WHAT NEEDS TO BE DONE: Repeat the records exactly. Every line must match.

--------------------------------

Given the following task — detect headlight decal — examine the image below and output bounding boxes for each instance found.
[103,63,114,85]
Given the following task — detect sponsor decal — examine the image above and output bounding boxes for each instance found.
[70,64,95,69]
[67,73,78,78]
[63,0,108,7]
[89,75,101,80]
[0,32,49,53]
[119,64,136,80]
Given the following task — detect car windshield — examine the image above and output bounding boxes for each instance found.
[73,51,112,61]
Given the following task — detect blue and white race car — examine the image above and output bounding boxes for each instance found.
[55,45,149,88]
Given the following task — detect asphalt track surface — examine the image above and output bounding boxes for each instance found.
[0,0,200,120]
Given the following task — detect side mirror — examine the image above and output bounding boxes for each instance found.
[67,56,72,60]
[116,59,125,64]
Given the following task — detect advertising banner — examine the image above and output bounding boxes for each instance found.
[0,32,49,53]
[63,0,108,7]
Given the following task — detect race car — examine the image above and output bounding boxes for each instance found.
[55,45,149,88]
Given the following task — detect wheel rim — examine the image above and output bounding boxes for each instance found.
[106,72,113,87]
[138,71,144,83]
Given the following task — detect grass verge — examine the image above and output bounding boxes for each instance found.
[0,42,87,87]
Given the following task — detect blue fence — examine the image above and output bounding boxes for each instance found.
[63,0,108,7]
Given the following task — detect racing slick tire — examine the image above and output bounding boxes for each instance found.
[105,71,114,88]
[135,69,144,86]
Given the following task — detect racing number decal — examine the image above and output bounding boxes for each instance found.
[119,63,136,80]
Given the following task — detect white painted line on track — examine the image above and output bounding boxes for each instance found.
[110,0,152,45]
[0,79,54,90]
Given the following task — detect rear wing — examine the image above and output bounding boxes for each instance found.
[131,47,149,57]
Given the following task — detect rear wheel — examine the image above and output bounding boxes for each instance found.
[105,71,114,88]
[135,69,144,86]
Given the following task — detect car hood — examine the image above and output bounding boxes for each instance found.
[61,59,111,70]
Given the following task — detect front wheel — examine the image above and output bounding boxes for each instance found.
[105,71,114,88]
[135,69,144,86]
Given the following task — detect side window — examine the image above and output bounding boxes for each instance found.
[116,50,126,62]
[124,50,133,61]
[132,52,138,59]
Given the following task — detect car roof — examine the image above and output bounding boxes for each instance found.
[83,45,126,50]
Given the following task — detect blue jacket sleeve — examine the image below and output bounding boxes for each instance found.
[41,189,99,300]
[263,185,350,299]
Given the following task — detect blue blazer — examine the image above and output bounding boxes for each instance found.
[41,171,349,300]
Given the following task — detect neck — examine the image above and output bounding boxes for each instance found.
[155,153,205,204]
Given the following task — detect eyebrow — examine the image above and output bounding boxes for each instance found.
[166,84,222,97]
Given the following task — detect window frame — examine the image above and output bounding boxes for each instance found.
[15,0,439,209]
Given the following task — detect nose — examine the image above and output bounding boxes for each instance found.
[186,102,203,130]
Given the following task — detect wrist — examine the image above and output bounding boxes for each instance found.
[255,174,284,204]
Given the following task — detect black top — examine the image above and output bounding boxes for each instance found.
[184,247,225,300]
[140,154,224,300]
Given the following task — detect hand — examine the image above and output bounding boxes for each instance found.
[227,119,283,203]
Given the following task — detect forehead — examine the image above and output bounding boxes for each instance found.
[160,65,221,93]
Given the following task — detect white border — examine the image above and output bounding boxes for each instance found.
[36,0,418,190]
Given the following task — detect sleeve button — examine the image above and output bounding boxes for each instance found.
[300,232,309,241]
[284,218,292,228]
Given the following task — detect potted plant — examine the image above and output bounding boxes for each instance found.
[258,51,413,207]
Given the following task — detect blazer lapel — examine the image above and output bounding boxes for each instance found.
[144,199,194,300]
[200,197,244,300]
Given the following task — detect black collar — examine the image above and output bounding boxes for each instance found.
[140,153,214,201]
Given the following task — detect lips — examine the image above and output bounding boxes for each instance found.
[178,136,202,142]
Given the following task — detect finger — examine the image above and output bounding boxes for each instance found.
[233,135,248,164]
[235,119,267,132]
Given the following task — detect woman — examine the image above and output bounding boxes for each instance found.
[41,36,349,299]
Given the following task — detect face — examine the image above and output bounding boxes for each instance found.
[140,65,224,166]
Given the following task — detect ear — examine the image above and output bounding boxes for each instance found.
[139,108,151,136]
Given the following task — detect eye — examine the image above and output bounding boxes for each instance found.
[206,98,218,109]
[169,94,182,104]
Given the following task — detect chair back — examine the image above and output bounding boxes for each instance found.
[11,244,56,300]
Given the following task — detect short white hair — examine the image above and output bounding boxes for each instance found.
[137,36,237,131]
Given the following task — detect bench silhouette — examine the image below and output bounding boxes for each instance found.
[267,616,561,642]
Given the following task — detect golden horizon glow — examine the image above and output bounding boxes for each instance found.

--------------------------------

THE COMPLETED TASK:
Given the following task — detect headlight decal — examine the image below and output bounding boxes for each instance found.
[103,63,114,85]
Given the following task — detect sponsor decal — examine the image above and output bounding boxes for each instance found.
[70,64,95,69]
[67,73,78,78]
[63,0,108,7]
[89,75,101,80]
[0,32,49,53]
[119,64,136,80]
Given the following task — detect car windshield — examine the image above and output bounding boxes for each instance found.
[73,51,112,61]
Given the following task — detect blue and white race car — examine the image above and output bounding boxes for each instance found.
[55,45,149,88]
Given the following task — detect asphalt track surface — examine the image above and output bounding boxes for each instance found.
[0,0,200,120]
Given the following task — detect side mirror — examine the image above and output bounding boxes for each instance found.
[67,56,72,60]
[116,59,125,64]
Given the following task — detect advertising banner — examine the image above and output bounding boxes for each instance found.
[0,32,49,53]
[63,0,108,7]
Given the following task — detect race car — examine the image above and output bounding boxes for each instance found.
[55,45,149,88]
Given the following task — detect wheel rim — examine the image above and output bounding boxes for each instance found.
[106,72,113,87]
[138,71,144,83]
Given the following task — detect grass verge — examine the image above and output bounding boxes for each instance found.
[0,42,87,87]
Given the following task — detect blue fence — examine the image above and output bounding boxes for each instance found.
[63,0,108,7]
Given the following task — detect racing slick tire — examine the image above and output bounding boxes for each instance found.
[105,71,114,88]
[135,69,144,86]
Given the following task — detect racing number decal — examine the image above and output bounding boxes for each instance found.
[119,63,136,80]
Given the following task — detect white painted line on track — examine the image above and output bounding boxes for each instance found.
[110,0,152,45]
[0,79,54,90]
Given the following task — detect rear wing — examine the image above and output bounding boxes for each instance found.
[131,47,149,57]
Given the following task — detect rear wheel — examine the image above and output bounding boxes for each instance found.
[105,71,114,88]
[135,69,144,86]
Given the following task — detect car hood — examine the image above and output bounding boxes for each instance found.
[61,59,111,70]
Given the following task — detect front wheel — examine the image above and output bounding boxes for each instance found.
[105,71,114,88]
[135,69,144,86]
Given the following task — detect side window — examine the image above and output bounding boxes for each instance found.
[116,50,126,62]
[124,50,133,61]
[132,52,138,59]
Given the following task — detect car roof — examine the image above and output bounding boxes for each instance found.
[83,45,126,50]
Given the following task — detect blue jacket sleeve — examine the image below and output bounding boxes for each instance found.
[41,189,99,300]
[263,185,350,299]
Given the following task — detect blue blazer — examine the image above and output bounding boxes for each instance found.
[41,171,349,300]
Given the following task — detect neck — examine the image above and output bounding boxes for each instance found.
[155,153,205,204]
Given the following task — detect eyebrow — examine the image above and output bounding boxes for each instance found.
[166,84,222,97]
Given the following task — detect window frame — examine the image above and output bounding boxes for each instance found.
[15,0,439,209]
Given the following task — detect nose — examine the image above and output bounding boxes for each instance found.
[186,102,203,130]
Given the following task — detect wrist — examine the image above and output bounding boxes for each instance found.
[255,174,284,204]
Given the following task — detect black top — examine the image above and output bounding boxes for each instance found.
[184,247,225,300]
[140,154,224,300]
Given the following task — detect hand — examine the image above and output bounding boxes for each instance found.
[227,119,283,203]
Given the following task — detect forehead — examine the image above and output bounding boxes for each instance found.
[160,65,221,93]
Given the following task — detect white border — examine the image above and output bounding boxes for each instance found.
[36,0,418,190]
Given the following task — detect sleeve button — examine the image above and output bounding boxes for each instance found.
[300,232,309,241]
[284,218,292,228]
Given the following task — detect potted plant — examine the image above and output bounding boxes for each instance found.
[258,51,413,207]
Given the following task — detect blazer lapel — examine the image above and output bounding boxes for each instance found.
[144,199,194,300]
[200,197,244,300]
Given the following task — detect black collar — examine the image above and output bounding boxes for each instance found.
[140,153,214,201]
Given the following task — detect lips — examine the image above and output bounding boxes for each instance found.
[178,136,202,142]
Given the following task — detect finger — examine the image above and output bounding boxes for each instance found.
[233,135,248,164]
[235,119,267,132]
Given the following task — detect woman — examine the image above and output bounding boxes for each instance found.
[41,36,349,299]
Given the following task — detect face — examine the image above and output bounding boxes for each instance found.
[140,65,224,166]
Given the following task — detect ear — examine the image above and output bounding boxes for each instance found.
[139,108,151,136]
Given the following task — detect eye — examine the image above and output bounding boxes for each instance found.
[206,98,218,109]
[169,94,182,104]
Given the following task — detect chair back — examine the image above and output bounding boxes for each instance found.
[11,244,56,300]
Given the following task — detect short white hair — examine the image above and output bounding boxes for each instance found.
[137,36,237,131]
Given the following task — detect bench silhouette — examine the image below and output bounding boxes for each instance found.
[267,616,561,642]
Given the following task — detect golden horizon glow — examine the image above and output bounding boxes for each instance found.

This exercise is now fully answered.